> _EXTRAIT DU TEXTE_:
____

Vu les autres pièces du dossier ;
Vu :
– le traité sur le fonctionnement de l’Union européenne ;
– le règlement (CE) n° 1099/2009 du Conseil du 24 septembre 2009 ;
– le code rural et de la pêche maritime ;
– le code de justice administrative ;
Après avoir entendu en séance publique :
– le rapport de M. Laurent-Xavier Simonel, conseiller d’Etat en service extraordinaire,
– les conclusions de M. Laurent Cytermann, rapporteur public ;
N° 423647 – 3 –
La parole ayant été donnée, avant et après les conclusions, à la SCP Monod, Colin,
Stoclet, avocat de l’association Œuvre d’assistance aux bêtes d’abattoirs ;
Considérant ce qui suit :
1. L’association Œuvre d’assistance aux bêtes d’abattoirs demande l’annulation du
refus implicite opposé par le ministre de l’agriculture et de l’alimentation à sa demande tendant à ce
que les dispositions du I de l’article R. 214-70 du code rural et de la pêche maritime soient modifiées
pour rendre obligatoire, pour l’abattage rituel des bovins, soit un étourdissement irréversible
immédiatement après la jugulation, soit un étourdissement réversible préalable à la jugulation, sous
réserve dans ce dernier cas d’une validation préalable des techniques.
2. L’autorité compétente, saisie d’une demande tendant à l’abrogation d’un
règlement illégal, est tenue d’y déférer, soit que ce règlement ait été illégal dès la date de sa signature,
soit que l’illégalité résulte de circonstances de droit ou de fait postérieures à cette date. De même,
lorsqu’elle est saisie d’une demande tendant à la réformation d’un règlement illégal, l’autorité
compétente est tenue d’y substituer des dispositions de nature à mettre fin à cette illégalité.

____

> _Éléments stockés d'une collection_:

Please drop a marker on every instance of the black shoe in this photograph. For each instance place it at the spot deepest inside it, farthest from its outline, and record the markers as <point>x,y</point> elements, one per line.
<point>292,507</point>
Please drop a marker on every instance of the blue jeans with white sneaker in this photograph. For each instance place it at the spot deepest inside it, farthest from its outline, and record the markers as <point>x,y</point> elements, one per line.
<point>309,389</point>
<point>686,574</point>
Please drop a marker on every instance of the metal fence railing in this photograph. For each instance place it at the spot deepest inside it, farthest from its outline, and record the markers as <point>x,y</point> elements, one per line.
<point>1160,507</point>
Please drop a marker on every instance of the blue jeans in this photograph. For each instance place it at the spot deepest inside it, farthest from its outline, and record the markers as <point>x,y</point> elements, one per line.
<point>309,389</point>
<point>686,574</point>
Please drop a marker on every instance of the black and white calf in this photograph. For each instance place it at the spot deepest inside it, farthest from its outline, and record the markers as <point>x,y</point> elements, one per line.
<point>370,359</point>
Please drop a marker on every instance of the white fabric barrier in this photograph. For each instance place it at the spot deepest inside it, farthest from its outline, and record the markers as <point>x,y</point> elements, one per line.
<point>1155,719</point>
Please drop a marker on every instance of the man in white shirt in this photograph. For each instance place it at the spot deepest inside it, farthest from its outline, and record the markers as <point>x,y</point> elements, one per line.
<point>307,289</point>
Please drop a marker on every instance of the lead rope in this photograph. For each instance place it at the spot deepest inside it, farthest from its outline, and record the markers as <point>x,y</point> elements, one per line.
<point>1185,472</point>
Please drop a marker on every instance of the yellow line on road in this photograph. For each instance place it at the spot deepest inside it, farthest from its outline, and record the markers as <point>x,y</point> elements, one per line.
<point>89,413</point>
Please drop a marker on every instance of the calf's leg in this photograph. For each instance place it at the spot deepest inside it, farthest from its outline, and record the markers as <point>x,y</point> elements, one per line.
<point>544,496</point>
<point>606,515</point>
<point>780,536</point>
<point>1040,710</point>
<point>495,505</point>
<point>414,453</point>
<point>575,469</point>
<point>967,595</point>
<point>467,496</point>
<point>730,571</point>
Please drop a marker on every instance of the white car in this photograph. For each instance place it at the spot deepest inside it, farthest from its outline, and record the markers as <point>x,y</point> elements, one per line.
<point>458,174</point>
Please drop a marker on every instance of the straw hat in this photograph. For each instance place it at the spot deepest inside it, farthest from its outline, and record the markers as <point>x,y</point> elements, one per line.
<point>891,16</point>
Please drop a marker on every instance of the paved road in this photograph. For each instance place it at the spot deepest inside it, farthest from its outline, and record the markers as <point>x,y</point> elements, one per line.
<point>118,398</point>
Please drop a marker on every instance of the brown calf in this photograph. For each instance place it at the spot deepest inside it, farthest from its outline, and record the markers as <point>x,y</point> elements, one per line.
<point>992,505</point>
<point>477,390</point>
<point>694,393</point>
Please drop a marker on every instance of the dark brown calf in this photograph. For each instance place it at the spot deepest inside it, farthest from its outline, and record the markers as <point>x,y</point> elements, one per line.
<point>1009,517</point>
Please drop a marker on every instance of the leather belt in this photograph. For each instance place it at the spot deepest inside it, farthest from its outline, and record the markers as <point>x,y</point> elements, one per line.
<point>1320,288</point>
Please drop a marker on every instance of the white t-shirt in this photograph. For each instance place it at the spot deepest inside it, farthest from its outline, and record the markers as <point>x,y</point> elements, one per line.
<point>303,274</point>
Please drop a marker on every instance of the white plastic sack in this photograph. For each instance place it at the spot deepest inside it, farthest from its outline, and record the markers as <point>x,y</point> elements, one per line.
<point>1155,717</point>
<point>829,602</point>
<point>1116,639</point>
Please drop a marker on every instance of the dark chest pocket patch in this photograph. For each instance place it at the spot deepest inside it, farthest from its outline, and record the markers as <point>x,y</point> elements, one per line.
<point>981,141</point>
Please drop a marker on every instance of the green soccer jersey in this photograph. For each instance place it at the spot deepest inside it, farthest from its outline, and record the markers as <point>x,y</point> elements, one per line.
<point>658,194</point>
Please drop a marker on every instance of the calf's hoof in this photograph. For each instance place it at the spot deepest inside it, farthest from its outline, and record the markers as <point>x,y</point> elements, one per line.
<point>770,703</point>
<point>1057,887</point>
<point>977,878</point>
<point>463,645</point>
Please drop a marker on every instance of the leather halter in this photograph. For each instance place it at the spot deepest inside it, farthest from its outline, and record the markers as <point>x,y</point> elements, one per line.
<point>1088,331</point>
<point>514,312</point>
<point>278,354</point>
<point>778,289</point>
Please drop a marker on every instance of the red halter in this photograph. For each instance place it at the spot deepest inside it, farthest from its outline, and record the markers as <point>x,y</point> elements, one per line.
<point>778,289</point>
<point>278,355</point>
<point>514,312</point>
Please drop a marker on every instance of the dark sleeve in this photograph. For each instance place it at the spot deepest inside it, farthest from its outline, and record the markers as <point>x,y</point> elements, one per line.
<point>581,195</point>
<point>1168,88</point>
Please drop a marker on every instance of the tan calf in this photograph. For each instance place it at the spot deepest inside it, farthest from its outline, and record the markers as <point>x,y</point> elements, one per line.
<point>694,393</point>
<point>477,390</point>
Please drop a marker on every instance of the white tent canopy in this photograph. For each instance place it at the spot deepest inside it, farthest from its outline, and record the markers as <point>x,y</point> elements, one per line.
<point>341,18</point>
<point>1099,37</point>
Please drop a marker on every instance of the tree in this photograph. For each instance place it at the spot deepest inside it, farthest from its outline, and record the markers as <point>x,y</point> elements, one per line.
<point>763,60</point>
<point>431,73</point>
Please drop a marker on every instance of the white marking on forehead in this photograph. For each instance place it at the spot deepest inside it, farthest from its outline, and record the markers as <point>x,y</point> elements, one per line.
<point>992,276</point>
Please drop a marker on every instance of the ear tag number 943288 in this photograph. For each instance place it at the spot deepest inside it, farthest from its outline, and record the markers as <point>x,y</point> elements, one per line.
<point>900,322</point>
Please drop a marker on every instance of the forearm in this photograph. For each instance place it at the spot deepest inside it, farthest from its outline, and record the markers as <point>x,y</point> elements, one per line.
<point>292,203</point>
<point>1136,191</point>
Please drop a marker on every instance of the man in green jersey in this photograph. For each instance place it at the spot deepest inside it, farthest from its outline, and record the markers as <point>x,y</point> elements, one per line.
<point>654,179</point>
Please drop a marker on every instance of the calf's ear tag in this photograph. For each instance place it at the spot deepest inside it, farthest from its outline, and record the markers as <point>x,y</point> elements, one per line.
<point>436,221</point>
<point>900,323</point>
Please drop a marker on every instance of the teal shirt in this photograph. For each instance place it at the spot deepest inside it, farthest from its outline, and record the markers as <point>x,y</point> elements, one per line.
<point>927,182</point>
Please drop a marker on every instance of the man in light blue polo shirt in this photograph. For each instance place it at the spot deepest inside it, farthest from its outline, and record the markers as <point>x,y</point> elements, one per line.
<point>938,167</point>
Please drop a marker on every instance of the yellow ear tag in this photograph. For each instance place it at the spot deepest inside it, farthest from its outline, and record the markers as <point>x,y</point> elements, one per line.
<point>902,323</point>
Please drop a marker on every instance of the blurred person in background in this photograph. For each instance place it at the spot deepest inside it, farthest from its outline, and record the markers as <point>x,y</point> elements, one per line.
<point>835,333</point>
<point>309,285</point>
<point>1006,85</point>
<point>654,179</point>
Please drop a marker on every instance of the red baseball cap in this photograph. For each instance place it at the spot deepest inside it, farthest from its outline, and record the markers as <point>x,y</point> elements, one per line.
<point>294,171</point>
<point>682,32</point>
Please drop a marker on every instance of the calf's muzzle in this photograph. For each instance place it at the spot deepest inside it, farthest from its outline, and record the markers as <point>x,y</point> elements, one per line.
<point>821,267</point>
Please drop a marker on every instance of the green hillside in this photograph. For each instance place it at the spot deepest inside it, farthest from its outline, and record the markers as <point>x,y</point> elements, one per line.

____

> _CONSIGNE ÉCRITE A_: Selon l'extrait du texte, qui a présenté les conclusions en qualité de rapporteur public ?
> _CONSIGNE ÉCRITE B_: D'après l'extrait du texte, dans quel but l'association Œuvre d'assistance aux bêtes d'abattoirs demandait-elle la modification du I de l'article R. 214-70 du code rural et de la pêche maritime ?
> _CONSIGNE ÉCRITE C_: Reproduisez le passage de l'extrait du texte qui commence par « 2. L’autorité compétente, saisie » et se poursuit jusqu'à « à cette illégalité. ».

> _RÉSULTAT A_: M. Laurent Cytermann.

> _RÉSULTAT B_: Elle voulait rendre obligatoire, pour l'abattage rituel des bovins, soit un étourdissement irréversible immédiatement après la jugulation, soit un étourdissement réversible préalable à la jugulation. Dans ce second cas, les techniques devaient faire l'objet d'une validation préalable.

> _RÉSULTAT C_:
2. L’autorité compétente, saisie d’une demande tendant à l’abrogation d’un
règlement illégal, est tenue d’y déférer, soit que ce règlement ait été illégal dès la date de sa signature,
soit que l’illégalité résulte de circonstances de droit ou de fait postérieures à cette date. De même,
lorsqu’elle est saisie d’une demande tendant à la réformation d’un règlement illégal, l’autorité
compétente est tenue d’y substituer des dispositions de nature à mettre fin à cette illégalité.